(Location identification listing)

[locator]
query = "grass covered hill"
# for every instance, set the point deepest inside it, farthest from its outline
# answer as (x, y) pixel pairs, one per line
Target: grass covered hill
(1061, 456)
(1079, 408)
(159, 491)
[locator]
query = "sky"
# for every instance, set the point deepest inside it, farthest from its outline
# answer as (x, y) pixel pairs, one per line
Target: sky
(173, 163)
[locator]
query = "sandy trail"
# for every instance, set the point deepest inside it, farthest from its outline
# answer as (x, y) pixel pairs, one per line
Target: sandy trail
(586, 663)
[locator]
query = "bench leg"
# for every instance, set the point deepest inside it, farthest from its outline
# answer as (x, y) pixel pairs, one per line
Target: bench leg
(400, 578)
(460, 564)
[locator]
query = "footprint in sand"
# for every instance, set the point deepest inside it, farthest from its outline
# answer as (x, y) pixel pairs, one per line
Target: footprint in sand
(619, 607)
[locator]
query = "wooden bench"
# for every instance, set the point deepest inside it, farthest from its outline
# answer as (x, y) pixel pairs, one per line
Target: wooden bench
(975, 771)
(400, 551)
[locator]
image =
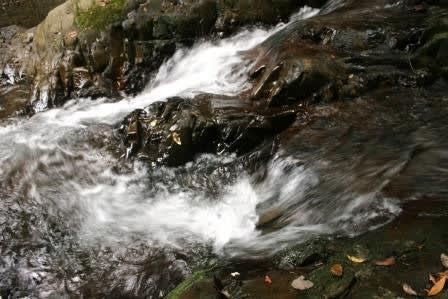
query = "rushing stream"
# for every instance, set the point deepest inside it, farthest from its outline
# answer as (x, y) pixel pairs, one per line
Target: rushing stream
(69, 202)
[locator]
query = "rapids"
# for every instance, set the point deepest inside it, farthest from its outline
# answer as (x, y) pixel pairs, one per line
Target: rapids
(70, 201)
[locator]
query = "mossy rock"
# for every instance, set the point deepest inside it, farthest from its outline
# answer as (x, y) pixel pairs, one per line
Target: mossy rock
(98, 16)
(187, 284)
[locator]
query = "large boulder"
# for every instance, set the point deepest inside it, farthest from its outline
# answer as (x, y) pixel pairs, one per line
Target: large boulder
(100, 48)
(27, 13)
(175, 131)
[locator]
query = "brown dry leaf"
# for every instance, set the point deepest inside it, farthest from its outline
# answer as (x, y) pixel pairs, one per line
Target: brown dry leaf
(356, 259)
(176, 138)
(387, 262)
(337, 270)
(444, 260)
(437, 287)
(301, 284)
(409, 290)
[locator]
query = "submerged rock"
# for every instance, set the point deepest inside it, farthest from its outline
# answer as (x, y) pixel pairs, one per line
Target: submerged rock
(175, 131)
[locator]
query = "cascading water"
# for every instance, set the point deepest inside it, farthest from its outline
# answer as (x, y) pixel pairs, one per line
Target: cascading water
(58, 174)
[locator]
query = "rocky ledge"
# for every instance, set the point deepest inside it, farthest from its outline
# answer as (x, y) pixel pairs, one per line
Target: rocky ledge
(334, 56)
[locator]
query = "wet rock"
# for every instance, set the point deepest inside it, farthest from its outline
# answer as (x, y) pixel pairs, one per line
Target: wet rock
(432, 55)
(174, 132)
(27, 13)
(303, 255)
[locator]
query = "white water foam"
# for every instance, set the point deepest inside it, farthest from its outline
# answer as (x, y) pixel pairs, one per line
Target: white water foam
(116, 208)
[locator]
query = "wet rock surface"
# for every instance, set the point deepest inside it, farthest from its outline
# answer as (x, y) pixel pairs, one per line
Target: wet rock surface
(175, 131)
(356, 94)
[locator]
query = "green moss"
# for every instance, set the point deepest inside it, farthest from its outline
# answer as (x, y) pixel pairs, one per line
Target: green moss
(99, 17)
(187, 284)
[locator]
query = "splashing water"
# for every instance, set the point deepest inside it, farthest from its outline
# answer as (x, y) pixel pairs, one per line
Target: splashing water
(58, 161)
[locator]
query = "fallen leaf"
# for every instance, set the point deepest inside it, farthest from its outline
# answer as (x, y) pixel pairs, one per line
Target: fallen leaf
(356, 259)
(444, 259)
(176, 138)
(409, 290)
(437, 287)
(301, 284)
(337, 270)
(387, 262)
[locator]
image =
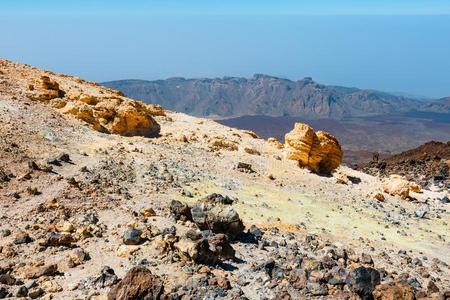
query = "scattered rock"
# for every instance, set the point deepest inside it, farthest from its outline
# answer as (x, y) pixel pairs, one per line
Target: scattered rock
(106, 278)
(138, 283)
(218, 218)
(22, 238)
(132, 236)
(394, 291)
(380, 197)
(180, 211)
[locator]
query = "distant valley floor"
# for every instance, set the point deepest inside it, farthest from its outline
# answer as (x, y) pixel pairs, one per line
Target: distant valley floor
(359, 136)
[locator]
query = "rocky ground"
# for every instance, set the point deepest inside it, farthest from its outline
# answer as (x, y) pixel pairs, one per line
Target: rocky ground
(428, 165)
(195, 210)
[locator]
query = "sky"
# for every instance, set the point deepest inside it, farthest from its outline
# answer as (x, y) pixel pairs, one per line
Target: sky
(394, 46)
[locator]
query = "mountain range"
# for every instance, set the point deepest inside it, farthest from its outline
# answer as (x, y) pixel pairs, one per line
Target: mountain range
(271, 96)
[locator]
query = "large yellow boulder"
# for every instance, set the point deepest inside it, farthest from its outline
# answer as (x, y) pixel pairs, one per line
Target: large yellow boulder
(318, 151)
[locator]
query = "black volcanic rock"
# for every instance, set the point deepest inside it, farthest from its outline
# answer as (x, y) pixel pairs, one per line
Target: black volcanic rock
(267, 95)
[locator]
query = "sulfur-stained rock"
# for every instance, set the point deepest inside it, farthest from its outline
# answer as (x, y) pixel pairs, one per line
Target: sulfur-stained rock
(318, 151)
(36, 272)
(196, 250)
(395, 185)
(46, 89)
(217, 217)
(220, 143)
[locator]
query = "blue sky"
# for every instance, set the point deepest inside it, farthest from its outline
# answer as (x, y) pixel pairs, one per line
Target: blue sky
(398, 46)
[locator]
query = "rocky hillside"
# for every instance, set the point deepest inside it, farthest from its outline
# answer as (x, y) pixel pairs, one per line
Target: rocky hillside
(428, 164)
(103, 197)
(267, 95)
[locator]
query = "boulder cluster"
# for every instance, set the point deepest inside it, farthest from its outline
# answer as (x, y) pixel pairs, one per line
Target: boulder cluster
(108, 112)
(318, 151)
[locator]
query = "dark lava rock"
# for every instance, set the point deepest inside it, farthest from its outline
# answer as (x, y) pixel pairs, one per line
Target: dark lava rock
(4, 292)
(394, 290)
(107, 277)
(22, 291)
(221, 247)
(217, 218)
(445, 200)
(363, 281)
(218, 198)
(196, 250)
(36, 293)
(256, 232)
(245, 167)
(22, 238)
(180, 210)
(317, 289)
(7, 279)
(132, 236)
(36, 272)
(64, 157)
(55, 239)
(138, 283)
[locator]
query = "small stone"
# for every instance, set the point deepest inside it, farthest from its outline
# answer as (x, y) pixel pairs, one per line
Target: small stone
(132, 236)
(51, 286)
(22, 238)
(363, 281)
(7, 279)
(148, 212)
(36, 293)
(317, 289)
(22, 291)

==

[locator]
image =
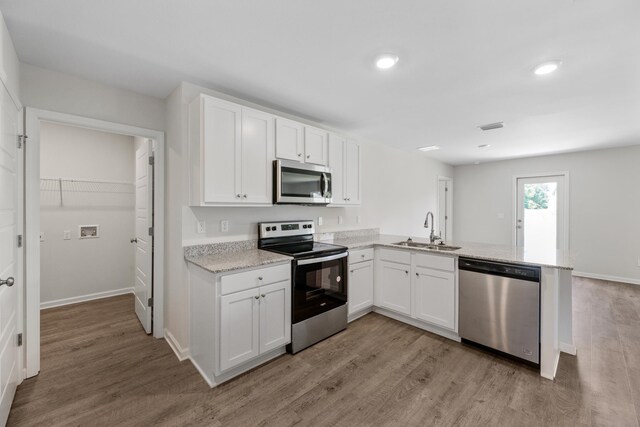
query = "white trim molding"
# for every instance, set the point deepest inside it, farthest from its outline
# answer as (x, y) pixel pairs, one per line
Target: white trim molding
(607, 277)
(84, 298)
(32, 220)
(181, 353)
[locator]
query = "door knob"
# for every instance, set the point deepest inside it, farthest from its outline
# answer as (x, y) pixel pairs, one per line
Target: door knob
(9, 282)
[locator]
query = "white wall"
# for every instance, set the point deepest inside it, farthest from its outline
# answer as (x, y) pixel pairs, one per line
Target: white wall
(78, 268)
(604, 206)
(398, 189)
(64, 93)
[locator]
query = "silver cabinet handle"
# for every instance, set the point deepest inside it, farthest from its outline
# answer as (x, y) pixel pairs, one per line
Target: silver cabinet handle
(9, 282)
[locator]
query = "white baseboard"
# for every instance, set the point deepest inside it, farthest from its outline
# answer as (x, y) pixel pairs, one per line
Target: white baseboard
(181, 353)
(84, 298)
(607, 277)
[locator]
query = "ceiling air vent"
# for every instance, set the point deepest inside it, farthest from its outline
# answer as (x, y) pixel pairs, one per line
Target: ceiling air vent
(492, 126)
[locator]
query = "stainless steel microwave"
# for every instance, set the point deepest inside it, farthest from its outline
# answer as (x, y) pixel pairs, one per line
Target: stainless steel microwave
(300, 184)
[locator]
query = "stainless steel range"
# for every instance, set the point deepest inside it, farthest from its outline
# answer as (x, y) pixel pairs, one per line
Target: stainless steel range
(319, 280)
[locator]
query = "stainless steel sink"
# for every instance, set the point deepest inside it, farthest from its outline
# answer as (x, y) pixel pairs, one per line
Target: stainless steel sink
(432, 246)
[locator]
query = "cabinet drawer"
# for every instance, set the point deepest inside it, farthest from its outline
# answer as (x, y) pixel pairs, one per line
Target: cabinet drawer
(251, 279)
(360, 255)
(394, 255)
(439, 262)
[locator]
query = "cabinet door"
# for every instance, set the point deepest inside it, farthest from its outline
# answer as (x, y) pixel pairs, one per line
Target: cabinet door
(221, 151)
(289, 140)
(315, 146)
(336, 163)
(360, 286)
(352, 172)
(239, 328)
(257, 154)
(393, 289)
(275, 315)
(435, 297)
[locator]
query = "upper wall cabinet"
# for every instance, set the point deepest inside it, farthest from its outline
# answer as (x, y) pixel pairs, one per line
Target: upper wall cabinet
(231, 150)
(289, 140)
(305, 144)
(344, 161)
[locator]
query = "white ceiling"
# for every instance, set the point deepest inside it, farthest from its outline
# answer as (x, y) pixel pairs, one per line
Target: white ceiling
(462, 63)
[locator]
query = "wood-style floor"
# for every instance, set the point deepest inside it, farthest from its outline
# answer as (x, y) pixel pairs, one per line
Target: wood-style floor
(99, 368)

Written request
From the listing above, pull out every line that contains the string "trim", treating uppercase and lowercase as distinct.

Response to this exercise
query = "white trim molding"
Target: white trim molding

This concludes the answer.